• _Exercise passage_:
↓
So the company of James Kilpatrick and Son Limited was floated, with £15,000 capital and important local industrialists were the principal shareholders. New workshops were taken in Marshall’s Lane and offices in Forbes Place. The old premises in Terrace Buildings were turned into showroom and those in Cumberland Court were given up. The trade name "Kilpatrick of Paisley" was adopted.
John Kilpatrick was chairman of the new company and W.R. Scott its managing director. They led it away from its pre-war reliance on domestic installations into more work in factories and large public buildings. These included the Russell Institute Clinic, the extension to the Royal Alexandra Infirmary and Seamill Hydro. Kilpatrick also had an excellent client in J. and P. Coats, the thread makers, for whom it carried out major contracts on both sides of the Border. Most significant of all, as a foreshadowing of much later developments, it won from Coats its first overseas job in 1925. This was for the electrical installation in a mill near Budapest in Hungary.
↑
• _Task details_: Continue the passage about James Kilpatrick and Son Limited, picking up after its last sentence. The material that comes after has nothing to do with this passage.

• _Information provided_:
↓
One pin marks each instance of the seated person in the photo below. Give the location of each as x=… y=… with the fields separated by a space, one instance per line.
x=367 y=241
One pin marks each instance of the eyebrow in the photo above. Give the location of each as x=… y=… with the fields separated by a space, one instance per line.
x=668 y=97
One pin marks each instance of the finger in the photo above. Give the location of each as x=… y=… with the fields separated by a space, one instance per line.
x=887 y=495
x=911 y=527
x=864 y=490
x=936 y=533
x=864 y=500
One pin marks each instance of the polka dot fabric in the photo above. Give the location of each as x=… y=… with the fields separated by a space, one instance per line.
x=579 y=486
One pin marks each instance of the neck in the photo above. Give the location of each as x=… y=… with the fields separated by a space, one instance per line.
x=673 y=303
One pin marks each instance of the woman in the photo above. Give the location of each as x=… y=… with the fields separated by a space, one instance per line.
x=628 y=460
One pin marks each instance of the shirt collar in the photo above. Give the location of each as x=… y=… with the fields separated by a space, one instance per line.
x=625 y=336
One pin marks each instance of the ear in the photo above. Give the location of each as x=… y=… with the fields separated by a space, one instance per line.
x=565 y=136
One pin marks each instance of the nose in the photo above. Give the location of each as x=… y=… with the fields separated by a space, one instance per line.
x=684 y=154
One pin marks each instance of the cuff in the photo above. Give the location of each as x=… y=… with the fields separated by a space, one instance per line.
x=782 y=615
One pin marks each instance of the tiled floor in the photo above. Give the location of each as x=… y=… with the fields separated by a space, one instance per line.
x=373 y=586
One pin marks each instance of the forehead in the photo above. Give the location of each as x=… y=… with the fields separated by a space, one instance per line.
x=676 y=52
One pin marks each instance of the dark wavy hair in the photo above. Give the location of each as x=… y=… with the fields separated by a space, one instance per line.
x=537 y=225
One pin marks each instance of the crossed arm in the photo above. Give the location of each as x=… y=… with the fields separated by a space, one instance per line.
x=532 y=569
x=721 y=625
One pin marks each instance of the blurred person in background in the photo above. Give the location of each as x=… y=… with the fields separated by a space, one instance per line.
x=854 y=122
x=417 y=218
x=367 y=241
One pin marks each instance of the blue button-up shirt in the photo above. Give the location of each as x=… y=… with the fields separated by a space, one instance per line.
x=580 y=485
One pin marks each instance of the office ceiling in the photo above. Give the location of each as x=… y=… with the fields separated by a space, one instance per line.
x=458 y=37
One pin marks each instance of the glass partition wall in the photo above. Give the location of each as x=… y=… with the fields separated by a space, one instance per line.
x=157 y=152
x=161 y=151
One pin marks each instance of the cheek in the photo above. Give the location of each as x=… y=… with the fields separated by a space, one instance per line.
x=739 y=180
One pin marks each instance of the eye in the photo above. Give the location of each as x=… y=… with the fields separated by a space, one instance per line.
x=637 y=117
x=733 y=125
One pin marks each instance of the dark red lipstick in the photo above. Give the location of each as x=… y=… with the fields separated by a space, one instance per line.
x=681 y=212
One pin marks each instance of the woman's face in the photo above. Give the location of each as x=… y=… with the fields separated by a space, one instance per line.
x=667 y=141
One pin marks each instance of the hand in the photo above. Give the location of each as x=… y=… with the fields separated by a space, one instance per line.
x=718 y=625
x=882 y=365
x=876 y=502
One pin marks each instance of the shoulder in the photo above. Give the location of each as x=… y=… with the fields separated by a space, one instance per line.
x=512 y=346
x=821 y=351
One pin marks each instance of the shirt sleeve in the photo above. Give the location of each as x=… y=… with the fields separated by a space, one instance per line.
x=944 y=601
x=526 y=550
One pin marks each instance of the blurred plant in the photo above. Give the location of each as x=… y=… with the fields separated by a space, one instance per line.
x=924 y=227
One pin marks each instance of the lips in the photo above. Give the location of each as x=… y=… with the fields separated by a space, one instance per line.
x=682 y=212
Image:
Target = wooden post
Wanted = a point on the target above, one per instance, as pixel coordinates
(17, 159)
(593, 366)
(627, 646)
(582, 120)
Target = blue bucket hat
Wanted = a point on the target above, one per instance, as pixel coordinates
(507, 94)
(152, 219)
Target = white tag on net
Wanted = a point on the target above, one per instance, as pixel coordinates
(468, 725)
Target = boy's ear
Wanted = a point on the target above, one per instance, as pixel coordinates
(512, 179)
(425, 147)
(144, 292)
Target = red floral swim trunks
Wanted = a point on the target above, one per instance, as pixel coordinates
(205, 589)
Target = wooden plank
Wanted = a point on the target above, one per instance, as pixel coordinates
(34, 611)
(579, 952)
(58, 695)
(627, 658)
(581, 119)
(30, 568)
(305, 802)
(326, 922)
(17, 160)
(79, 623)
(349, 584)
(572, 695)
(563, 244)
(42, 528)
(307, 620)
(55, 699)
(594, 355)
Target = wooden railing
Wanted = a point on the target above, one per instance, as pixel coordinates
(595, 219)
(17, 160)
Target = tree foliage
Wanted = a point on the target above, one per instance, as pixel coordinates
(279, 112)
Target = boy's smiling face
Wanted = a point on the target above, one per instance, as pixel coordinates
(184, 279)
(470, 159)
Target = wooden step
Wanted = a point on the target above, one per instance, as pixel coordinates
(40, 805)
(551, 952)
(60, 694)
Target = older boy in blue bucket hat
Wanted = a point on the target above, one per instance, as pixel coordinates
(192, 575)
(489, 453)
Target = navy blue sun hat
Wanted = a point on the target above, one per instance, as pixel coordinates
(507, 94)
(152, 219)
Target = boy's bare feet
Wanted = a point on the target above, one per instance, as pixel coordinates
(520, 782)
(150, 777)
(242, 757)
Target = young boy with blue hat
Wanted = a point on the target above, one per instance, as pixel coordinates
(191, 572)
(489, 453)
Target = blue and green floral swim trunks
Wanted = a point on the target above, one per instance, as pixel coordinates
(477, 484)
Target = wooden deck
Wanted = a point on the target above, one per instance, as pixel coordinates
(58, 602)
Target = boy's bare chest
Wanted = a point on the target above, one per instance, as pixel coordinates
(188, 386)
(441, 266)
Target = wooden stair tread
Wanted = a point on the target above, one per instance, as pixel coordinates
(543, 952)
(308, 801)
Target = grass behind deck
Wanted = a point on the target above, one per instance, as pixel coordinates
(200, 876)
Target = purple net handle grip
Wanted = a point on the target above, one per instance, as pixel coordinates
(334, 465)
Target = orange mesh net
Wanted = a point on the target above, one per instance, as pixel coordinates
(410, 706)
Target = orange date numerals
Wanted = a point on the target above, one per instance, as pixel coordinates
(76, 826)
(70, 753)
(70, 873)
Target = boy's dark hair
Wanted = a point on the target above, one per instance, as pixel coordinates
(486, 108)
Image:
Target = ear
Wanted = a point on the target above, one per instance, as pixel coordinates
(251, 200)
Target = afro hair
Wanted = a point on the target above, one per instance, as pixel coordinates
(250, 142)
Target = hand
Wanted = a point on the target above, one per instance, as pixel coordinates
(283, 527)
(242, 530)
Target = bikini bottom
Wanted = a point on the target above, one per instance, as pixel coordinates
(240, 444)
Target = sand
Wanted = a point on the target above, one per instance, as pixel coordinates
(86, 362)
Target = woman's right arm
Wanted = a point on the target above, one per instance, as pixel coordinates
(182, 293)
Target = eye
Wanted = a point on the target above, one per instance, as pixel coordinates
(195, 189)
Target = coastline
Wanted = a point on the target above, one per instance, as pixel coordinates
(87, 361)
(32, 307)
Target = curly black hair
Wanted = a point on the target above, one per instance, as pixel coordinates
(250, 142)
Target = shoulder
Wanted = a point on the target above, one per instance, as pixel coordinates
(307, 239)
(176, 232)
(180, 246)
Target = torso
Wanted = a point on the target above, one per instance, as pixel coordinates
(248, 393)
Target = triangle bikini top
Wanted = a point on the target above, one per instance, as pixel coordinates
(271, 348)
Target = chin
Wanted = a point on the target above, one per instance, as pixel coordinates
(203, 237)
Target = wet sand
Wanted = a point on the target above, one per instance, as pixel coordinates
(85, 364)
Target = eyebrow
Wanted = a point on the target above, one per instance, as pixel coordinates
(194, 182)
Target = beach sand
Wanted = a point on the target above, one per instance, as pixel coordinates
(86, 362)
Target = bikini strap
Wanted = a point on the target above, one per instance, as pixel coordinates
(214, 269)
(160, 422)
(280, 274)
↑
• _Task result_:
The squad of six dispatched from Paisley on this adventure included one apprentice in the last year of his time, James D.D. Shaw. Only 12 years later, he was to become the firm’s managing director and eventually the longest-serving chief executive it has ever had.
The exchange rate was so favourable in those days that, although the Kilpatrick men were drawing about £5 a week, every Saturday they were literally millionaires in the local currency. Their cafe bill for weekday meals equalled three weeks’ pay for a Hungarian labourer. The local newspaper did not fail to record this fact.
The Hungarian contract was followed by four others for Coats on the Continent, including mills in Poland and Romania.
But in the meantime, there was a change of leadership in the company. In 1926 John Kilpatrick died and W.R. Scott left to join A. Bell and Sons Limited, dyers-cleaners. But Mr Scott remained a director of Kilpatrick and took over the chairmanship. James Orr was appointed to the new managing director and the later chairman’s son, Watt Kilpatrick, was co-opted to the board. It was also around this time that the company moved to the site at River Cart Walk which it still occupies more than 50 years later.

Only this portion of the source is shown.